• **BRANO DI LETTURA**
/---

TENIAMO MARX FUORI DA QUESTA FACCENDA di G.P.

 

I fenomeni scientifici, in effetti, solo raramente sono fenomeni di evidenza; in generale sono fenomeni teorici costruiti contro l’evidenza

Alain Prochiantz

 

Maledetta crisi finanziaria, non bastavano le dense nubi all’orizzonte ad annunciare una tempesta dalle proporzioni immani e di lunga durata – nei confronti della quale i ripari approntati dagli organi governativi di tutto il mondo occidentale appaiono sempre più simili alla casa di paglia del piccolo porcellino della nota fiaba – ma dobbiamo pure sorbirci le sentenze degli economisti che rassicurano o scoraggiano a seconda degli sbalzi degli indici di borsa. Rispetto a questi confusionari credo che  Tremonti abbia detto una parola definitiva parlando di capitale intellettuale degli stessi che si è praticamente azzerato.

La speranza di detti mestatori è che il vento della crisi non arrivi a soffiare troppo forte sul proprio “uscio nazionale” perché altrimenti le loro insipide ricette si mostreranno per quello che realmente sono, ministre riscaldate da raccogliere con la forchetta.

Il crollo di alcune tra le più potenti istituzioni del sistema creditizio mondiale rappresenta, difatti, appena l’antipasto della fase nella quale ci accingiamo ad entrare, a causa di un cortocircuito sistemico che, al momento, manifesta i suoi effetti più drammatici a livello finanziario. Mano a mano che i riflessi della crisi si trascineranno sull’economia reale (anche qui apparenza ed essenza appaiono ancora rovesciate, in quanto le cause più profonde della crisi sono da ricercarsi in ben altri ambiti sociali per quanto certe condensazioni siano più visibili nella sfera finanziaria, dove la duplicazione fittizia del corrispondente monetario delle merci fisiche genera una ridondanza “ologrammatica” che avvitandosi su sé stessa provoca grande fragore) provocando sconquassi crescenti, i cori incrociati dei pasdaran del sistema e dei suoi contestatori più accessi si faranno sempre più assordanti. Tra cornacchie che gracchiano e cavalli che nitriscono il caos avanzerà inarrestabile. Le ciurmaglie di pseudo-marxisti, in tutte le salse rivoluzionarie, fiancheggiate di battitori catastrofisti delle diverse correnti post-moderne stanno fronteggiando, in “singolar tenzone”, gli untori liberisti e i “mediatori” statalisti (tornati in auge dopo anni di silenziamento), ma si tratta del solito gioco antitetico-speculare che ormai conosciamo a menadito, da quante volte lo abbiamo descritto nelle nostre analisi.

\---

• **DATI FORNITI**
/---

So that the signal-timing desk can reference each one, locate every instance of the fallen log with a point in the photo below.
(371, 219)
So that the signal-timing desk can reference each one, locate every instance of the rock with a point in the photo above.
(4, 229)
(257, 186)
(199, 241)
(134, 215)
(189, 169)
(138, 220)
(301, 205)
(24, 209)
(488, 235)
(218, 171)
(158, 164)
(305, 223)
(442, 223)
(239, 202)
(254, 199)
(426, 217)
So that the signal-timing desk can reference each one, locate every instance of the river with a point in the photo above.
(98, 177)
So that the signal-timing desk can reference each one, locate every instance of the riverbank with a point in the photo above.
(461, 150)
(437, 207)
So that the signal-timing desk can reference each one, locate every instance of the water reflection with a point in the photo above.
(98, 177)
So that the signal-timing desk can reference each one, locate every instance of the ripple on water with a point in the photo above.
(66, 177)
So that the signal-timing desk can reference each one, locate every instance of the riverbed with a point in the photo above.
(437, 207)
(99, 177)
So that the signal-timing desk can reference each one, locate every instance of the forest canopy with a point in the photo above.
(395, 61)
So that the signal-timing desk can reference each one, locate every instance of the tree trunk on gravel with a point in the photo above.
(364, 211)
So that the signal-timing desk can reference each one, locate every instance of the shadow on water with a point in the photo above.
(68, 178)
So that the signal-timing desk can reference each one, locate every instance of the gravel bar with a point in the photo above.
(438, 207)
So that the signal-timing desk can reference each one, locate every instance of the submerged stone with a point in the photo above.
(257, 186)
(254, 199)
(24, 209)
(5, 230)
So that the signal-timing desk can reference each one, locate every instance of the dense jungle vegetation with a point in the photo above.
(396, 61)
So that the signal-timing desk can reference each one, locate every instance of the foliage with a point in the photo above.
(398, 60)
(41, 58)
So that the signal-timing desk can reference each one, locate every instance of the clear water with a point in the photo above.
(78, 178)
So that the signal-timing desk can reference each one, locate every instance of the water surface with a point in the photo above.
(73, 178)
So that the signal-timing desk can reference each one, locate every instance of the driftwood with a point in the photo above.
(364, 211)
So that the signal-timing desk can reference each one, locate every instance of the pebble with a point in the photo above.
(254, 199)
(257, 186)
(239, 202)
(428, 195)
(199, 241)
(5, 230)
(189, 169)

\---

Rispondi alle domande sul testo riguardante la crisi finanziaria.
(a) Secondo la citazione di Alain Prochiantz in apertura, che cosa sono in generale i fenomeni scientifici?
(b) Secondo l'autore, quale personaggio ha detto una parola definitiva sugli economisti, e di che cosa ha parlato?
(c) Che cosa rappresenta il crollo di alcune tra le più potenti istituzioni del sistema creditizio mondiale?

(a) Sono fenomeni teorici costruiti contro l'evidenza.
(b) Tremonti, che ha parlato del loro capitale intellettuale, ormai praticamente azzerato.
(c) Rappresenta appena l'antipasto della fase in cui ci si accinge a entrare.